> GOAL
Reproduce the items below word for word, beginning with the first line and stopping after the line that contains "xmin=129 ymin=163 xmax=142 ymax=176".

=======

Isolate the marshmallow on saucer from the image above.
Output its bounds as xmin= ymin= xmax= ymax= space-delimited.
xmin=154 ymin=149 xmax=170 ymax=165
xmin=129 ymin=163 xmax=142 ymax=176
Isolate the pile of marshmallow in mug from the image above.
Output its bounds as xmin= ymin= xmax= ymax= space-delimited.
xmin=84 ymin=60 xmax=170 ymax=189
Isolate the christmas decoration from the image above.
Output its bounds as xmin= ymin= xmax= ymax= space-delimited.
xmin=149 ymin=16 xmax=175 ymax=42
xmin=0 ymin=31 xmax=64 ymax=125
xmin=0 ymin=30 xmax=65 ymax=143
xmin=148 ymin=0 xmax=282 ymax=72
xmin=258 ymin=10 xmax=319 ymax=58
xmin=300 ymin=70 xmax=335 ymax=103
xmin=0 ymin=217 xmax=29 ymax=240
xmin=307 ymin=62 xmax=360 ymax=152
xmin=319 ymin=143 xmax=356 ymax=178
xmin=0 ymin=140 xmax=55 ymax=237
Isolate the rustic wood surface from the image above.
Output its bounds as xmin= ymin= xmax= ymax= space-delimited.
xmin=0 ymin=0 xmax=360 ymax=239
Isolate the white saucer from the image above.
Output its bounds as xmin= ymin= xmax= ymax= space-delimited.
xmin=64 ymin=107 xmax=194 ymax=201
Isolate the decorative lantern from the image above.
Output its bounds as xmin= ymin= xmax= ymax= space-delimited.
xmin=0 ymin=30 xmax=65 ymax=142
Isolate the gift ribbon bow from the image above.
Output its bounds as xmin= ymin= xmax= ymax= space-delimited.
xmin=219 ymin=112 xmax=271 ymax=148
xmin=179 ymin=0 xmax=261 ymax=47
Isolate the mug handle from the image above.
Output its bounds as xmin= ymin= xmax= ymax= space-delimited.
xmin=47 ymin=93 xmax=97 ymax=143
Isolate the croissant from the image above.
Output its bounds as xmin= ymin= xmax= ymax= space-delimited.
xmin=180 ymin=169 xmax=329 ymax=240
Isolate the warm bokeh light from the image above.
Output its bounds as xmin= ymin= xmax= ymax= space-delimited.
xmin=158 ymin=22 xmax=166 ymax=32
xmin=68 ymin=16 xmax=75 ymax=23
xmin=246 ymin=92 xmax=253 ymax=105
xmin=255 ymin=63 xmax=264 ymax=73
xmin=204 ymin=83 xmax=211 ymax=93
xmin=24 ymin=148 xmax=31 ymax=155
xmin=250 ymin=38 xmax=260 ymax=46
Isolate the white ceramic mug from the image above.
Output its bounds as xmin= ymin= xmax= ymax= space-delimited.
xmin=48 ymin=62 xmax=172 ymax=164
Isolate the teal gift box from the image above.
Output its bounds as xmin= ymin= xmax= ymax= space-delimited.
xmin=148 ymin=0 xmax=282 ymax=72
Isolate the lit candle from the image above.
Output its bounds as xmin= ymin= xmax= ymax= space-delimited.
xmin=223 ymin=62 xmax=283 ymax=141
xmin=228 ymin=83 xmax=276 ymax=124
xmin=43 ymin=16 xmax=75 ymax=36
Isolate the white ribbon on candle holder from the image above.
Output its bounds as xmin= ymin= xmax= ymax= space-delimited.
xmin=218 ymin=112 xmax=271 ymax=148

=======

> RESULT FOR THIS EXERCISE
Isolate the marshmallow on saucer from the image above.
Output its bounds as xmin= ymin= xmax= ymax= space-delimited.
xmin=154 ymin=149 xmax=170 ymax=165
xmin=129 ymin=163 xmax=142 ymax=176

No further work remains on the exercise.